- FRAGMENT TEKSTU -
------------
Bóg zażądał od człowieka, aby Go miłował ze wszystkich swoich sił, a więc także „całym swoim sercem” (Mk 12, 30). On nie gardzi afektem uczuciowym swojego stworzenia, owszem, pragnie go, a niekiedy nawet go wzbudza, by uczynić łatwiejszą praktykę miłości temu, kto odczuwa potrzebę zachęty poprzez odrobinę doznania uczuciowego. Lecz wszystko to jest tylko oddźwiękiem miłości, a nie samą miłością. Św. Jan od Krzyża pisze: „Żadne z uczuć rozkosznych nie może być środkiem odpowiednim do zjednoczenia woli z Bogiem, jedynie działanie woli”; tylko przez takie „działanie” wola „łączy się z Bogiem i pozostaje w Nim, co właśnie jest miłością” (Lt 13). Sam Jezus powiedział: „Nie każdy, który Mi mówi: Panie, Panie — wyraz uczucia — wejdzie do królestwa niebieskiego, lecz ten, kto spełnia wolę mojego Ojca” (Mt 7, 21), i to jest właśnie akt miłości. Boga, który jest najczystszym duchem, nie można dosięgnąć uczuciem, lecz jedynie wolą przekształconą przez miłość. Można posiadać wielką miłość Bożą bez żadnego oddźwięku uczuciowego. Często Bóg prowadzi swoich przyjaciół tą drogą twardą i pozbawioną słodyczy właśnie w tym celu, aby ich miłość uczynić czystszą i bardziej nadprzyrodzoną, bardziej podobną do Jego miłości, a więc bardziej uświęcającą. Bóg wybrał nas, „abyśmy byli święci w miłości”: w Jego miłości, która jest nieskończonym i wiecznym aktem Jego woli, a któremu winien odpowiadać pełny i wielkoduszny akt naszej woli.
------------
- WYBRANE WPISY -
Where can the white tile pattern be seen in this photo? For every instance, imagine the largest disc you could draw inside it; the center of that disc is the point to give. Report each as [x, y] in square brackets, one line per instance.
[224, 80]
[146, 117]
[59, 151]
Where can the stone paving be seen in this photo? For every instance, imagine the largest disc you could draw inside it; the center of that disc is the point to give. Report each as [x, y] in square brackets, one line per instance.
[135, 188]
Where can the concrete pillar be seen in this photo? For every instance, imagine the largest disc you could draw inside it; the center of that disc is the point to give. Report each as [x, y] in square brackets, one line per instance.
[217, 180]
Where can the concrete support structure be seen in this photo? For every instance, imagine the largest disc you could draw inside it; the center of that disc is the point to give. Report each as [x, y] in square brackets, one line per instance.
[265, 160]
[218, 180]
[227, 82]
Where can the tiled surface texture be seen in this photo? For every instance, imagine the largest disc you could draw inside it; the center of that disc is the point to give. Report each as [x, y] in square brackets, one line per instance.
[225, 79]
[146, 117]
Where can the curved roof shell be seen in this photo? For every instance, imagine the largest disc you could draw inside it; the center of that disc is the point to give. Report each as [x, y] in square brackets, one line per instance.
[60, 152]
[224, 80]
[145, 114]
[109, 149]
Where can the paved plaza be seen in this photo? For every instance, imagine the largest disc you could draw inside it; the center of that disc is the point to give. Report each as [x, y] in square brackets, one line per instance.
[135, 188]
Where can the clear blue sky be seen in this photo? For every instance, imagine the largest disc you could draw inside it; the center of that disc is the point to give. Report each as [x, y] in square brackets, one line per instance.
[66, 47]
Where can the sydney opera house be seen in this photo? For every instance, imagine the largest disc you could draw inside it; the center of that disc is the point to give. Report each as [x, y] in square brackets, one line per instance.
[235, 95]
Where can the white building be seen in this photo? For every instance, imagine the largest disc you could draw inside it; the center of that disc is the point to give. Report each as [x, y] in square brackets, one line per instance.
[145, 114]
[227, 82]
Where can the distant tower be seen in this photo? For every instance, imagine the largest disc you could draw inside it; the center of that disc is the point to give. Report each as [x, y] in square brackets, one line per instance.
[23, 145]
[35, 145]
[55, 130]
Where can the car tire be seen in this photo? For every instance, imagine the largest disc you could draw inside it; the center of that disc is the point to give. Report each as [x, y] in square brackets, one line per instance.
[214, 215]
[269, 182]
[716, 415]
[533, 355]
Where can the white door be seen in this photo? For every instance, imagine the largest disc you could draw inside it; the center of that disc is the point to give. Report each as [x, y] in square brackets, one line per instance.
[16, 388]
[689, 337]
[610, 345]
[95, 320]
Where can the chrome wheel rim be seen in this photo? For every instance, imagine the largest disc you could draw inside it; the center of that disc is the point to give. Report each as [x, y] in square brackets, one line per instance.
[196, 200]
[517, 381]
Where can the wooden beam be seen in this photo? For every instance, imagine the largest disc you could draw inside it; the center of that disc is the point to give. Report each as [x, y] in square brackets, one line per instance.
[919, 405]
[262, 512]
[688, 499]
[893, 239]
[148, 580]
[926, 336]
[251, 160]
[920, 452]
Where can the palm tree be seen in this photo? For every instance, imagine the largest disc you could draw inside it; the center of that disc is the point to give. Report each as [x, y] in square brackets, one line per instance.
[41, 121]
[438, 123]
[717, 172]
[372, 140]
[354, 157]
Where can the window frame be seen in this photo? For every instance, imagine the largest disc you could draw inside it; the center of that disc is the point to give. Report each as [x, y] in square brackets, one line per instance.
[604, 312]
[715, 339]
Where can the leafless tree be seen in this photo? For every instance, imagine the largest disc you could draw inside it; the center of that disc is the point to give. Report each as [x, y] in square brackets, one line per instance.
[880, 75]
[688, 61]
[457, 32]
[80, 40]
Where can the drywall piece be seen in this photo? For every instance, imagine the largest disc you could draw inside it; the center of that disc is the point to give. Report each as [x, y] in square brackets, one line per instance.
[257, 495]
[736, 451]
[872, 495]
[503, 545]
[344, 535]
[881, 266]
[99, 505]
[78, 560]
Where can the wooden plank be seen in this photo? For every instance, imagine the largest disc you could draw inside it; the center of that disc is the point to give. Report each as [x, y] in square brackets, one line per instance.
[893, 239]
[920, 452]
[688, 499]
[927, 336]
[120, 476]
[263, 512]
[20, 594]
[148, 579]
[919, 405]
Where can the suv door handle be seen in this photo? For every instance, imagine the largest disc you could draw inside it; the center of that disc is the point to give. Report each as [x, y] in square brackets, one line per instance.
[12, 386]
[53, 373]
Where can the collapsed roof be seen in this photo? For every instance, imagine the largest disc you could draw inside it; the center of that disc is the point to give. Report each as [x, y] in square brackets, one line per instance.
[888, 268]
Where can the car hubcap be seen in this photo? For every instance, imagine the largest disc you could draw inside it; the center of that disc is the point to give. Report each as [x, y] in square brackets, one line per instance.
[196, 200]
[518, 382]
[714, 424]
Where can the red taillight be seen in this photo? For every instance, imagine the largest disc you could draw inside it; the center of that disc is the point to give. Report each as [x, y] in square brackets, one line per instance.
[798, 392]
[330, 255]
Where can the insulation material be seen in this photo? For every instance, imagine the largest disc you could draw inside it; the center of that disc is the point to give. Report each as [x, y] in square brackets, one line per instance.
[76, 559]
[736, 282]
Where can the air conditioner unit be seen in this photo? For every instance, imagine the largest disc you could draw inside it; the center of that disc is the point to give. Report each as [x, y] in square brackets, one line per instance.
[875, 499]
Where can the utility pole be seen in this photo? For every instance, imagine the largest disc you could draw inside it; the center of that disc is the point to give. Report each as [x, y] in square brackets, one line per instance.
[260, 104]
------------
- ZADANIE 1 -
Odpowiedz na poniższe pytania do fragmentu tekstu, oznaczając odpowiedzi tak samo jak pytania.
(a) Jaki werset podano przy słowach „całym swoim sercem”?
(b) Co według cytowanych słów św. Jana od Krzyża jest jedynym środkiem zjednoczenia woli z Bogiem?
(c) Czym, jak stwierdza tekst, można dosięgnąć Boga?
- ZADANIE 2 -
Przefiltruj wpisy i przepisz każdy wiersz, w którym występuje ciąg znaków „piece”. Uwzględnij wielkość liter.
Fragment tekstu i wpisy pochodzą z różnych źródeł.

- POPRAWNA ODPOWIEDŹ 1 -
(a) Mk 12, 30
(b) Działanie woli.
(c) Jedynie wolą przekształconą przez miłość.

- POPRAWNA ODPOWIEDŹ 2 -
Where can the drywall piece be seen in this photo? For every instance, imagine the largest disc you could draw inside it; the center of that disc is the point to give. Report each as [x, y] in square brackets, one line per instance.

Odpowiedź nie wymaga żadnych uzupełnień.